━━ Provided material ━━

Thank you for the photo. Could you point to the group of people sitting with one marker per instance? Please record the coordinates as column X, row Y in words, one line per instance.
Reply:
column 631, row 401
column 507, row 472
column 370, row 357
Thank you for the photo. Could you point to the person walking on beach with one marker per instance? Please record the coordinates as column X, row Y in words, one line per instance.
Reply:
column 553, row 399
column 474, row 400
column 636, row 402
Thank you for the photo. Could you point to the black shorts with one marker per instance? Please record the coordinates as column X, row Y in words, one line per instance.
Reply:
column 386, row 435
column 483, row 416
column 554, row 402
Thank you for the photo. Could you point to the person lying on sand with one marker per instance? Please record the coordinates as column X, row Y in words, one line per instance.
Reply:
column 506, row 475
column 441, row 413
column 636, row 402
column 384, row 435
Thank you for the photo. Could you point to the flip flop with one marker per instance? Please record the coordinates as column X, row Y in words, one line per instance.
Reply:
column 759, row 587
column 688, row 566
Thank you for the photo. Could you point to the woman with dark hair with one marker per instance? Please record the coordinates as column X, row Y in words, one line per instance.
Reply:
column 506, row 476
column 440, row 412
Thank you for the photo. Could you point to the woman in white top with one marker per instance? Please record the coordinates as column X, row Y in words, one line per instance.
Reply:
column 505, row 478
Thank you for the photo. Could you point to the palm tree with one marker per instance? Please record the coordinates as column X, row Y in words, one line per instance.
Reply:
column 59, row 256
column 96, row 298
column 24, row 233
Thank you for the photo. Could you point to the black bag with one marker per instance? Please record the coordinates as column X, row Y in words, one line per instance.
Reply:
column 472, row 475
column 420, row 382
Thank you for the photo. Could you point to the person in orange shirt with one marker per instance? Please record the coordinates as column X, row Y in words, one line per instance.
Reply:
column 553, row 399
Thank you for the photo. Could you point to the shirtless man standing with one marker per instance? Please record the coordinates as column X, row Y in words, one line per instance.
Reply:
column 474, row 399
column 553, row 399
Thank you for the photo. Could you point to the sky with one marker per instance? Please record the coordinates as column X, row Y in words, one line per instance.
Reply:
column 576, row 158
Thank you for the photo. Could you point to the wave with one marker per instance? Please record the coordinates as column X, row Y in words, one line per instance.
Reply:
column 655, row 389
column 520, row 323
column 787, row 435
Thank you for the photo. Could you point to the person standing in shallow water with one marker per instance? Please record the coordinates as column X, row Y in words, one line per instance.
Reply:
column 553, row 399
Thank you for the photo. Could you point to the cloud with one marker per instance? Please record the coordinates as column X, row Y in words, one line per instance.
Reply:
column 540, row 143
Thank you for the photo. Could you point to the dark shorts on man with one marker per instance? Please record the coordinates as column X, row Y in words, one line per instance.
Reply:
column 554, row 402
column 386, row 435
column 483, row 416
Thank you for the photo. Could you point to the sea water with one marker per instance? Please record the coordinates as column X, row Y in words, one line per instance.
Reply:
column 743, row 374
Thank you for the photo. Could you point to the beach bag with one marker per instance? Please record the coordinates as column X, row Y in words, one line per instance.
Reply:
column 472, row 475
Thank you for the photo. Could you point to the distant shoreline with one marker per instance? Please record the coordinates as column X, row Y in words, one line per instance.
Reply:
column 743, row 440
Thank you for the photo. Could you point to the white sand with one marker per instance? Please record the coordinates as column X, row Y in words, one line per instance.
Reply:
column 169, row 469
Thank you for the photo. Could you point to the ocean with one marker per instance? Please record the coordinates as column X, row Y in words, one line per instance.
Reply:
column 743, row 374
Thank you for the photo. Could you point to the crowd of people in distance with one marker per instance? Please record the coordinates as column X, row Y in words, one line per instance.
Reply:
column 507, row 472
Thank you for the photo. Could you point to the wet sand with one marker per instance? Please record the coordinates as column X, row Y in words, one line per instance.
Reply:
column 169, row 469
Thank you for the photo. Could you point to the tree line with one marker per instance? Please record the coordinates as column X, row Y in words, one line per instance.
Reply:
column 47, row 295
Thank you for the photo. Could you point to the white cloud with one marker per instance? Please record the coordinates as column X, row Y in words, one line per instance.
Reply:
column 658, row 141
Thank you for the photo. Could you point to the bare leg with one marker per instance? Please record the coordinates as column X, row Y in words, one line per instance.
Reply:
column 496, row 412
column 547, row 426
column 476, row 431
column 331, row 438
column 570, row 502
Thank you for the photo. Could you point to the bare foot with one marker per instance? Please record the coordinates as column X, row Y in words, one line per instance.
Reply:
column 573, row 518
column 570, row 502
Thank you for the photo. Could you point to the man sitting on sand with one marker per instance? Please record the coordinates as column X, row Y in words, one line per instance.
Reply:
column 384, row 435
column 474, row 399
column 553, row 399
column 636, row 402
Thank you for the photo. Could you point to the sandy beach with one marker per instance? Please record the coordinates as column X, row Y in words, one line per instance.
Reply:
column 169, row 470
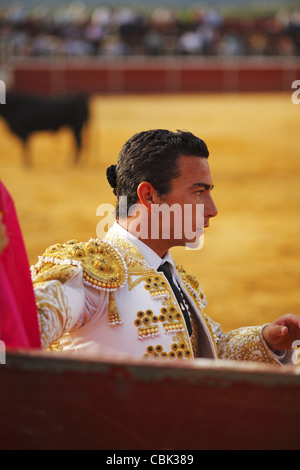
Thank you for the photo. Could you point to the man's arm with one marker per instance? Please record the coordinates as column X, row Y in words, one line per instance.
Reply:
column 60, row 300
column 283, row 332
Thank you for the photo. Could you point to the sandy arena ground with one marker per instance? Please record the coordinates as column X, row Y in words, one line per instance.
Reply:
column 249, row 265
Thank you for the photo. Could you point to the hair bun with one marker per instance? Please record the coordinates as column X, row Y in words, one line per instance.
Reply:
column 111, row 175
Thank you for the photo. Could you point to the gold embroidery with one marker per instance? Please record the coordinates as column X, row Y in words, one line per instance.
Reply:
column 157, row 286
column 178, row 351
column 146, row 324
column 245, row 344
column 103, row 266
column 113, row 312
column 53, row 312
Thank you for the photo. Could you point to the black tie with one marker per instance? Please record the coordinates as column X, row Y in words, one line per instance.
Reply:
column 166, row 269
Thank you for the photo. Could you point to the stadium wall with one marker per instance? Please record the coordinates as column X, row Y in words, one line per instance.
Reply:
column 155, row 75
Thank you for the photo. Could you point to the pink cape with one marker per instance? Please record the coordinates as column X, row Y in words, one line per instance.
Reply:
column 18, row 314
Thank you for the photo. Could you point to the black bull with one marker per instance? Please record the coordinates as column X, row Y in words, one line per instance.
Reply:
column 26, row 114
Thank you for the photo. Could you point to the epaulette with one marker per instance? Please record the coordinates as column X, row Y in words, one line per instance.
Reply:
column 103, row 266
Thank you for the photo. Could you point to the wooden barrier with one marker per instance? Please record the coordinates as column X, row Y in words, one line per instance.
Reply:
column 52, row 401
column 155, row 75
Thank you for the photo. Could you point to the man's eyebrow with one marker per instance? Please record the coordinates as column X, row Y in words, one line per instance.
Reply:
column 205, row 186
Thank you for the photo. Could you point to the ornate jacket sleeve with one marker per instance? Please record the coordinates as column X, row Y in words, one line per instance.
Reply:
column 243, row 344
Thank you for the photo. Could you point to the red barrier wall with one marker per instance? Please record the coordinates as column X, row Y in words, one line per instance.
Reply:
column 156, row 75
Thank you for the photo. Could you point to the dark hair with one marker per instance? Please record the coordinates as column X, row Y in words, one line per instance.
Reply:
column 152, row 156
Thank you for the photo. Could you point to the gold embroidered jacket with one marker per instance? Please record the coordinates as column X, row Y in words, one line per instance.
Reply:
column 102, row 296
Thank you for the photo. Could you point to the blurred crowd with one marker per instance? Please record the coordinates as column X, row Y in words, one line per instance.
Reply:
column 73, row 30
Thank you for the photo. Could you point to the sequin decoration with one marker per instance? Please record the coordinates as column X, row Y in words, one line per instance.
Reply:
column 157, row 287
column 146, row 324
column 178, row 351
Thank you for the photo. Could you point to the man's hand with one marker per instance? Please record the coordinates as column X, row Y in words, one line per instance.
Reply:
column 280, row 334
column 3, row 237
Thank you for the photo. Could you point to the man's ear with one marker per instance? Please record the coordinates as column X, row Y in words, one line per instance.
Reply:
column 147, row 194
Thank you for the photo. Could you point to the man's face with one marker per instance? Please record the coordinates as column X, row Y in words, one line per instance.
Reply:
column 190, row 196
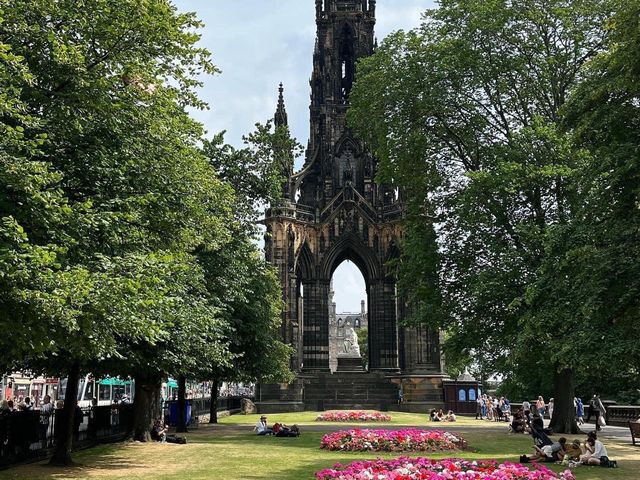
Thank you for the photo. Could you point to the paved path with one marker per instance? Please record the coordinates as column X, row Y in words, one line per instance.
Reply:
column 618, row 434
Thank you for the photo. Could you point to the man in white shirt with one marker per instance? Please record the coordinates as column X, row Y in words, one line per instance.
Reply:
column 262, row 428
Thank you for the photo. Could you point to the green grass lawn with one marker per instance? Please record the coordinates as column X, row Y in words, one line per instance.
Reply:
column 230, row 451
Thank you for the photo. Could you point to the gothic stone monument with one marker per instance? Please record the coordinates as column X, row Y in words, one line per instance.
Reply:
column 334, row 211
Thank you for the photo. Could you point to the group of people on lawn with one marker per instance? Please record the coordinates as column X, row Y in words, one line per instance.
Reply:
column 590, row 452
column 440, row 416
column 278, row 429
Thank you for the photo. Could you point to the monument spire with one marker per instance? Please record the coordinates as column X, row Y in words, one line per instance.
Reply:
column 280, row 118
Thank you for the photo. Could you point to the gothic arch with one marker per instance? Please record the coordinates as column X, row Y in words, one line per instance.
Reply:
column 350, row 247
column 347, row 141
column 304, row 263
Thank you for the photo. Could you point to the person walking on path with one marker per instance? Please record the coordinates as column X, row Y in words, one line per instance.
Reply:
column 540, row 406
column 579, row 411
column 596, row 408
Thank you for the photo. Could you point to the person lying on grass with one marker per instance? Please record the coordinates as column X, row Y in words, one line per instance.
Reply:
column 262, row 428
column 595, row 453
column 549, row 453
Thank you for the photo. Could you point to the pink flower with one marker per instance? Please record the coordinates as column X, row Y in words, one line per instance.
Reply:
column 448, row 469
column 405, row 440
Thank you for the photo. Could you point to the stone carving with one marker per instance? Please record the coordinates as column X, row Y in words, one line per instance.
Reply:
column 350, row 343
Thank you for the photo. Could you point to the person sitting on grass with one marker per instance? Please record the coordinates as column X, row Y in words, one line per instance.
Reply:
column 596, row 453
column 159, row 431
column 262, row 428
column 550, row 453
column 573, row 452
column 519, row 424
column 281, row 430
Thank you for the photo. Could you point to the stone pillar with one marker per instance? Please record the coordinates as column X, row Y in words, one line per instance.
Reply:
column 420, row 350
column 383, row 330
column 316, row 326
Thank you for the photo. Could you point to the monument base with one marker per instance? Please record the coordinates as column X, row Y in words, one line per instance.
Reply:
column 350, row 364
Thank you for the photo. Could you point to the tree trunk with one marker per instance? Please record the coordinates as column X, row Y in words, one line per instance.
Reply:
column 213, row 408
column 146, row 406
column 564, row 413
column 181, row 425
column 64, row 429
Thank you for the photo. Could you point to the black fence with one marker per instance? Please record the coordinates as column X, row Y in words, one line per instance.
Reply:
column 26, row 435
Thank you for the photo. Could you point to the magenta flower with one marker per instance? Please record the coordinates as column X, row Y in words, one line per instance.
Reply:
column 353, row 416
column 405, row 440
column 448, row 469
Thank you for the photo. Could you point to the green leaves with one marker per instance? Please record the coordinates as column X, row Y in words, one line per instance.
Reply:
column 464, row 115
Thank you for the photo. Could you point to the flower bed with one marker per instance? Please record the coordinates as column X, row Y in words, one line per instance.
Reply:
column 448, row 469
column 406, row 440
column 353, row 416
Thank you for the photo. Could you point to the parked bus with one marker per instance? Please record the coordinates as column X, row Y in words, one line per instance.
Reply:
column 107, row 390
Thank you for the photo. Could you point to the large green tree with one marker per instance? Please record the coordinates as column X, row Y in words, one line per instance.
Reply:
column 590, row 276
column 134, row 197
column 249, row 287
column 463, row 113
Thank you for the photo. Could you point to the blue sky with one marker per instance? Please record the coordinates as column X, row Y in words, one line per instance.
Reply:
column 258, row 44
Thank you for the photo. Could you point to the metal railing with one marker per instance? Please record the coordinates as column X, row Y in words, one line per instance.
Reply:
column 27, row 435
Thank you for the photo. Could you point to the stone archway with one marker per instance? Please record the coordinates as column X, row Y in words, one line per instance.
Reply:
column 334, row 210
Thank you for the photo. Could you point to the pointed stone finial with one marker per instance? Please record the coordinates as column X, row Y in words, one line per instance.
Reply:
column 280, row 118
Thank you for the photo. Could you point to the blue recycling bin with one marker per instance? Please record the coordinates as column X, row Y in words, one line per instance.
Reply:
column 173, row 413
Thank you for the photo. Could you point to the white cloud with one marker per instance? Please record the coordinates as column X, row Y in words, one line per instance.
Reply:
column 258, row 44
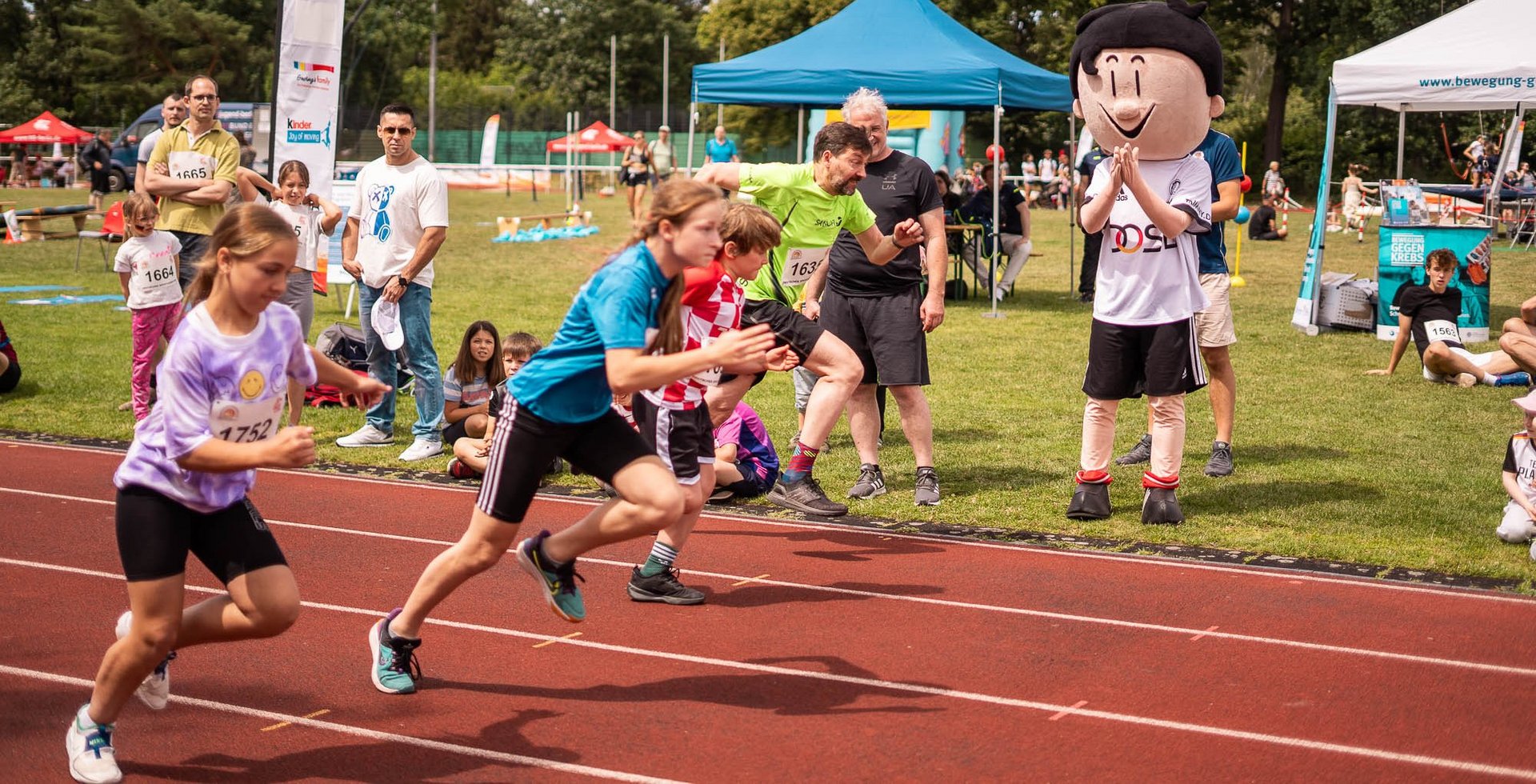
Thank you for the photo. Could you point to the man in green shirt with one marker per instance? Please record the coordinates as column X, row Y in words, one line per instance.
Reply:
column 192, row 171
column 813, row 202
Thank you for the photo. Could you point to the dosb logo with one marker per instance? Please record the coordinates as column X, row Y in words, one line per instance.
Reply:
column 1131, row 238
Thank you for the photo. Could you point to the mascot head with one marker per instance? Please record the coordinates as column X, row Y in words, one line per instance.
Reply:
column 1148, row 76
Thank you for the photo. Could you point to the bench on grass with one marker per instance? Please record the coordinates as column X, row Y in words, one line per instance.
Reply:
column 546, row 222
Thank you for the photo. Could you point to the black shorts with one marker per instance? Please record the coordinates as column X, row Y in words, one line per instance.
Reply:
column 1128, row 362
column 885, row 331
column 11, row 377
column 524, row 446
column 682, row 438
column 155, row 534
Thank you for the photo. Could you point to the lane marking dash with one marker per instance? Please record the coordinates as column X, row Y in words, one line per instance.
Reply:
column 1068, row 712
column 278, row 726
column 557, row 640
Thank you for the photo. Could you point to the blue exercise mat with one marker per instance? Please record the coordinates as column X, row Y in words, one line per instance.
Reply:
column 66, row 298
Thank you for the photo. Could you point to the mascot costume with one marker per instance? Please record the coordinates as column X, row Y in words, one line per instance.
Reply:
column 1146, row 78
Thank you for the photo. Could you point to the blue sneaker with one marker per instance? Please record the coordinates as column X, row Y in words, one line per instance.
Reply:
column 394, row 666
column 557, row 583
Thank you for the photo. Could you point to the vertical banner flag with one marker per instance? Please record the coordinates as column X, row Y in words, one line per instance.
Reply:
column 489, row 143
column 306, row 96
column 1305, row 315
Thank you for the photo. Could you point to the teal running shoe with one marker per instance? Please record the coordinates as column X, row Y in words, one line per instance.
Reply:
column 394, row 666
column 557, row 583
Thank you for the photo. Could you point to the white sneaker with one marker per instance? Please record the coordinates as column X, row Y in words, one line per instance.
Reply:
column 366, row 435
column 91, row 755
column 155, row 690
column 422, row 450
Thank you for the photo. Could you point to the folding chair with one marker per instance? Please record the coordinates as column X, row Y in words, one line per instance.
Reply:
column 113, row 231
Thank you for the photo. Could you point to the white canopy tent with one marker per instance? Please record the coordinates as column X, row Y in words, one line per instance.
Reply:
column 1444, row 65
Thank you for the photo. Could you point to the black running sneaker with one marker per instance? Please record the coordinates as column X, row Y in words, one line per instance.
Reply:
column 806, row 497
column 870, row 485
column 662, row 588
column 1160, row 508
column 1138, row 454
column 1220, row 463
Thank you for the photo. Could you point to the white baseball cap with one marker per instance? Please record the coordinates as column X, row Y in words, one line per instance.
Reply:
column 386, row 322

━━━

Switch "barrier" to "fence" in the records starting at the line that contains "Thank you for the photo. Could you point to the wooden" and ending at the line that contains "column 3, row 237", and give back only those lines with nothing else changed.

# [Exercise response]
Thank you for the photo. Could you point to the wooden fence with one marker per instance? Please record the coordinates as column X, row Y in words, one line per instance.
Reply:
column 52, row 401
column 155, row 75
Thank you for the photo. Could you point to the man's eyebrow with one marker per instance? Please record the coordinates as column X, row Y in words, one line per instance.
Reply:
column 205, row 186
Thank you for the photo. Could you point to the ornate jacket sleeve with one marker per instance? Please record the coordinates as column X, row Y in words, one line per instance.
Reply:
column 243, row 344
Thank you for the photo. Could you point to the red fence wall with one marker per instance? Please record the coordinates as column X, row Y in words, one line per instance.
Reply:
column 156, row 75
Thank you for the photo. Could you point to the dark hair with one marker per instance? Please record the coordinates as column X, row Y in words, one line per instance.
Reply:
column 152, row 156
Thank you for the photo. Could you point to the gold embroidered jacket with one marker per instance? Please record the coordinates as column X, row Y in words, one line per instance.
Reply:
column 102, row 296
Thank you for the photo. Could you point to the blurred crowd with one marker per instance? Please record the coordinates as column X, row Y in words, one line per instance.
Reply:
column 73, row 30
Thank you for the photo. Could you point to the sequin decoration with one marker per instance? Please record the coordinates as column X, row Y in words, one line per instance.
Reply:
column 157, row 287
column 146, row 324
column 178, row 351
Thank you for the photo. Could you point to the man's hand with one marker per instance? Please record the coordinates as column X, row Y in words, one line per instance.
Reply:
column 280, row 334
column 3, row 237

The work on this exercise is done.